# Start of Exercise inputs
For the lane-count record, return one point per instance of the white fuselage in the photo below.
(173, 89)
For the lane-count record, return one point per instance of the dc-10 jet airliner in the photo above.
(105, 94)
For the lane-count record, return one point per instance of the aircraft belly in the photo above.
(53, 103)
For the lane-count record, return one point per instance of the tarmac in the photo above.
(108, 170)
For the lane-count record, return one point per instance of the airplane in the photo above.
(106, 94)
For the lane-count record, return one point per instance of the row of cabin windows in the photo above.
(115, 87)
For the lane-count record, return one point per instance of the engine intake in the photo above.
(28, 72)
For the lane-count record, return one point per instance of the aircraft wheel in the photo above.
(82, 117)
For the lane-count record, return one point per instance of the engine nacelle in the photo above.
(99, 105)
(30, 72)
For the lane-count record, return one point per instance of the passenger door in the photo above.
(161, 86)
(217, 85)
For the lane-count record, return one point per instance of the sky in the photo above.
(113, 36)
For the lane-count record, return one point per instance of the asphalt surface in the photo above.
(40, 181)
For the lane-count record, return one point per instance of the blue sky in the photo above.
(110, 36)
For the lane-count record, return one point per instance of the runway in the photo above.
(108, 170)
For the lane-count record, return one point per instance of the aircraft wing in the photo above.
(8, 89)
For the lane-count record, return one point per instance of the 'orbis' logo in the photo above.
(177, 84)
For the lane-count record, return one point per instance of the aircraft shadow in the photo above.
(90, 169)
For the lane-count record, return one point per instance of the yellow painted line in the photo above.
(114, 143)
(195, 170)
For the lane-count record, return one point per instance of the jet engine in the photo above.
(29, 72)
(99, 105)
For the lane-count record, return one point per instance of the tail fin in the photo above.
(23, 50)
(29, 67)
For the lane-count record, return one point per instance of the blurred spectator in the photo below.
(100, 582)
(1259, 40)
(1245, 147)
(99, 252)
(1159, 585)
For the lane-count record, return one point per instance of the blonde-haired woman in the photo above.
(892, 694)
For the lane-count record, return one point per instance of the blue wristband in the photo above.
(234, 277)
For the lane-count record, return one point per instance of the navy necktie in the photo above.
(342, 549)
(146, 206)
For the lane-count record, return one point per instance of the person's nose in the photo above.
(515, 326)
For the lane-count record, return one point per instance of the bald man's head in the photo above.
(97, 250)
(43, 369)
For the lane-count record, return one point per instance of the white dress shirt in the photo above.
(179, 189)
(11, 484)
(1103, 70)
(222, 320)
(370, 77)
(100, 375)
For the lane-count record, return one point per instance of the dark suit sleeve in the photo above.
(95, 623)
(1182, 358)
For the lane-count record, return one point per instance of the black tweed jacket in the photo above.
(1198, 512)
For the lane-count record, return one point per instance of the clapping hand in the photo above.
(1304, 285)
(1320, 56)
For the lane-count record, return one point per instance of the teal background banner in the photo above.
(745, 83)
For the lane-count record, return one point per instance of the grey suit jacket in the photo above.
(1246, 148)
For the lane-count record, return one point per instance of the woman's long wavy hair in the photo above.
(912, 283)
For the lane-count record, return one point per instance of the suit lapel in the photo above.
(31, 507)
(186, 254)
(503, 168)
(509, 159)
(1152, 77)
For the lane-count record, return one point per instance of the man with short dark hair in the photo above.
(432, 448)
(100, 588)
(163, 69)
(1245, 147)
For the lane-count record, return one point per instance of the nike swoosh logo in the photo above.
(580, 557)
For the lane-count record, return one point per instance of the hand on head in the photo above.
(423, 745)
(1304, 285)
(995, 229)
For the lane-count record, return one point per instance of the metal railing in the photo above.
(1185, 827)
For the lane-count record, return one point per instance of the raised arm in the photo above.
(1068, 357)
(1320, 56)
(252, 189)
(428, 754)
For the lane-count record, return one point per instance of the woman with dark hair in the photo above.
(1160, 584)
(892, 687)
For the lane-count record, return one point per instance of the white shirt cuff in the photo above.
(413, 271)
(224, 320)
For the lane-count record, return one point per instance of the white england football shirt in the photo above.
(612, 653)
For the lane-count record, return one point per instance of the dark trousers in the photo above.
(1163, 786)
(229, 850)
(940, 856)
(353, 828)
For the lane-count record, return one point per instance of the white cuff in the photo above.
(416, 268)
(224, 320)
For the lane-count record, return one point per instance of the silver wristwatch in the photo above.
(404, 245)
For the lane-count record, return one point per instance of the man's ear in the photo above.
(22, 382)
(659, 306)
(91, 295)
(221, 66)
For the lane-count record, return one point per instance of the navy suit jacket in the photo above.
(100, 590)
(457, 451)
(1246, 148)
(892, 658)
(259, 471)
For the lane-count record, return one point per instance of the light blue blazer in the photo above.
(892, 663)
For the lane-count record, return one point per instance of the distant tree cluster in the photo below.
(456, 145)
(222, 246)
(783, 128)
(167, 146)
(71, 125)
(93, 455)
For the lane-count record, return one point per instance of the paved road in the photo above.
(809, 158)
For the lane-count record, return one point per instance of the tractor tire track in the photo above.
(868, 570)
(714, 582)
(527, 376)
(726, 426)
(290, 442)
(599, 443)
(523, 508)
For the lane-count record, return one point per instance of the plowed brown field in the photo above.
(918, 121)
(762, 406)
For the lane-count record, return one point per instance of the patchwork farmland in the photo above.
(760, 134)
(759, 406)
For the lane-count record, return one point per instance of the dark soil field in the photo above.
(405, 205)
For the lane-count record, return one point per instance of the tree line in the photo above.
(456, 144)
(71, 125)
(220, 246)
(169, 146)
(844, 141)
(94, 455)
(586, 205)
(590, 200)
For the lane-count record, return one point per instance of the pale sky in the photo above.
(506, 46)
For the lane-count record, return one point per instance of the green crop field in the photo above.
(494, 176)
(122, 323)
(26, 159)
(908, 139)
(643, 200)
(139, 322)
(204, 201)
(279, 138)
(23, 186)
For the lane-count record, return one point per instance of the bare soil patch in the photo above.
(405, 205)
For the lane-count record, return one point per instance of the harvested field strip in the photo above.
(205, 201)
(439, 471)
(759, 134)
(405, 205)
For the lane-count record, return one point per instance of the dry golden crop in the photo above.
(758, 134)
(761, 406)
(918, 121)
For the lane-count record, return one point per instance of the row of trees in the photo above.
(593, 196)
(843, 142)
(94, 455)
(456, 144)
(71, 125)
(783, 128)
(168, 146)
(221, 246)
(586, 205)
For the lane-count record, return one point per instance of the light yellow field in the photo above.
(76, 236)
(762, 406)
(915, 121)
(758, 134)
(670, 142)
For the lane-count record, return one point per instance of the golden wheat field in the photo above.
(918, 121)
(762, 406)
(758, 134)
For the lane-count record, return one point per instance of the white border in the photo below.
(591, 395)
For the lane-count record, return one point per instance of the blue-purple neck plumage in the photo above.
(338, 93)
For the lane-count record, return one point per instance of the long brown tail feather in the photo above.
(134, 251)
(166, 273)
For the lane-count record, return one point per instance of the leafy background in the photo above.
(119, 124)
# End of Exercise inputs
* Instruction:
The records above must be repeated exactly, every one of them.

* Answer:
For the lane-count record, return one point per instance of the white fuselage in the photo below.
(173, 89)
For the lane-count record, return one point per instance of the dc-10 jet airliner in the photo above.
(105, 94)
For the lane-count record, return one point per instance of the aircraft belly in the photo above.
(53, 103)
For the lane-count record, return one point per instance of the tarmac in the photo above.
(108, 170)
For the lane-count record, return one point per instance of the airplane in the photo above.
(106, 94)
For the lane-count record, return one point per instance of the row of cabin windows in the photo above.
(115, 87)
For the lane-count record, return one point per instance of the engine intake in the photo above.
(28, 72)
For the lane-count record, return one point per instance of the aircraft wheel in the photo above.
(82, 117)
For the lane-count record, return one point per instance of the engine nacelle in the photo above.
(99, 105)
(30, 72)
For the lane-count record, return one point per instance of the passenger door in the photo above.
(161, 86)
(217, 85)
For the lane-count record, return one point per instance of the sky in the photo above.
(113, 36)
For the lane-count record, return one point per instance of the asphalt surface in the photo above.
(40, 181)
For the lane-count record, return one point per instance of the blue sky in the photo above.
(110, 36)
For the lane-count record, return one point per instance of the runway in the photo above.
(108, 170)
For the lane-count record, return one point per instance of the aircraft wing in the photo above.
(8, 89)
For the lane-count record, return one point per instance of the 'orbis' logo in the photo above.
(177, 84)
For the lane-count record, return one point per instance of the aircraft shadow in the photo above.
(90, 169)
For the lane-count record, return one point per instance of the yellow painted line in the photo above.
(114, 143)
(195, 170)
For the lane-count record, return one point per instance of the jet engine in the photo above.
(29, 72)
(99, 105)
For the lane-count record, return one point per instance of the tail fin in the photo above.
(23, 50)
(29, 67)
For the lane-count record, return one point per instance of the blurred spectator in the photo below.
(100, 582)
(1259, 40)
(1245, 147)
(99, 252)
(1159, 585)
For the lane-count record, return one point per instance of the blonde-haired woman in the photo above.
(892, 694)
For the lane-count record, return one point per instance of the blue wristband in the photo above.
(234, 277)
For the lane-count record, return one point per instance of the navy necktie in the photo above.
(342, 549)
(146, 206)
For the lane-count record, return one point per instance of the person's nose in the photo above.
(515, 326)
For the lane-count record, return one point per instance of the bald man's head in the photo above.
(97, 250)
(43, 369)
For the lane-count record, return one point per instance of the white dress shirt in the photo above.
(179, 189)
(11, 484)
(1103, 70)
(222, 320)
(370, 77)
(100, 375)
For the lane-count record, return one point per instance of the dark suit sleeve in the photo above.
(95, 623)
(1182, 358)
For the lane-count record, return one point per instance of the black tweed jacket in the photo above.
(1198, 512)
For the lane-count record, return one point per instance of the clapping hand in the photo above.
(1304, 285)
(1320, 56)
For the lane-count record, return one point per instance of the teal background banner in the photo above.
(745, 83)
For the lane-count record, return one point per instance of the grey suit jacket in the photo above.
(1246, 148)
For the lane-count record, return one point per instance of the woman's long wavy hair in the photo above.
(912, 283)
For the lane-count record, return one point per instance of the suit lapel in the photo above.
(31, 507)
(186, 254)
(503, 168)
(509, 159)
(1152, 77)
For the lane-count record, return one point per instance of the man with short dark hair in the photo above.
(432, 448)
(100, 588)
(163, 69)
(1245, 147)
For the lane-count record, return one point per instance of the nike swoosh logo in the photo above.
(580, 557)
For the lane-count record, return one point per instance of the hand on head in the photo above.
(423, 745)
(1304, 285)
(995, 229)
For the lane-count record, return one point per instance of the metal railing in the photo above.
(1185, 827)
For the lane-count record, return one point per instance of the raised arm in the photo above.
(1068, 357)
(1320, 56)
(252, 189)
(428, 754)
For the lane-count record, return one point per instance of the woman with dark hair in the photo above.
(1160, 584)
(892, 687)
For the lane-count record, return one point per instance of the white shirt cuff in the photo above.
(413, 271)
(224, 320)
For the lane-count record, return one point per instance of the white england football shirt in the photo above.
(612, 653)
For the lane-count record, return one point per instance of the dark trousers in the photo above.
(1163, 786)
(229, 850)
(940, 856)
(353, 828)
For the lane-count record, return one point per instance of the white cuff in the photo above.
(416, 268)
(224, 320)
For the lane-count record, return one point per instance of the silver wristwatch in the photo above.
(404, 245)
For the lane-count record, return one point per instance of the man's ear in the photo above.
(22, 382)
(659, 306)
(91, 295)
(221, 66)
For the lane-count record, return one point per instance of the navy suit jacket in the photo above.
(100, 590)
(457, 451)
(1246, 148)
(892, 658)
(259, 471)
For the lane-count record, return one point per instance of the light blue blazer in the photo above.
(892, 663)
For the lane-count record, return one point per instance of the distant tree cluster in the photo below.
(456, 145)
(222, 246)
(783, 128)
(167, 146)
(71, 125)
(93, 455)
For the lane-count record, return one point per instance of the paved road in the photo above.
(809, 158)
For the lane-count record, return one point per instance of the tractor tire track in the photo above.
(868, 570)
(714, 582)
(527, 376)
(726, 426)
(290, 442)
(599, 443)
(523, 508)
For the lane-count record, return one point per instance of the plowed brown field in the photo above.
(918, 121)
(762, 406)
For the lane-count record, return one point per instance of the patchwork farmland in the photo above.
(760, 134)
(759, 406)
For the lane-count record, return one point per instance of the dark soil field in the photo above.
(405, 205)
For the lane-count record, return one point per instance of the tree line in the photo above.
(456, 144)
(71, 125)
(220, 246)
(169, 146)
(844, 141)
(94, 455)
(586, 205)
(590, 200)
For the lane-count record, return one point per instance of the pale sky in the photo above.
(506, 46)
For the lane-count record, return one point per instance of the green crop field in the photo above.
(494, 176)
(122, 323)
(26, 159)
(908, 139)
(643, 200)
(139, 322)
(204, 201)
(279, 138)
(23, 186)
For the lane-count record, return one point per instance of the bare soil patch in the photo above.
(405, 205)
For the lane-count record, return one point per instance of the harvested field strip in the photo above.
(205, 201)
(439, 471)
(759, 134)
(405, 205)
For the lane-count record, return one point per instance of the dry golden crop in the photo above.
(758, 134)
(761, 406)
(918, 121)
For the lane-count record, return one point per instance of the row of trees in the photo above.
(593, 196)
(843, 142)
(94, 455)
(456, 144)
(71, 125)
(783, 128)
(168, 146)
(221, 246)
(586, 205)
For the lane-count record, return one point per instance of the light yellow field in the photo above.
(76, 236)
(762, 406)
(915, 121)
(758, 134)
(670, 142)
For the lane-count record, return one point per instance of the golden wheat field in the photo above.
(918, 121)
(762, 406)
(758, 134)
For the lane-count record, return one point per instance of the white border in the photo below.
(591, 395)
For the lane-count record, return one point per instance of the blue-purple neck plumage in the photo above.
(338, 93)
For the lane-count record, return one point per instance of the long brown tail feather in the photo above.
(134, 251)
(166, 273)
For the lane-count record, return one point per instance of the leafy background in the photo above.
(119, 124)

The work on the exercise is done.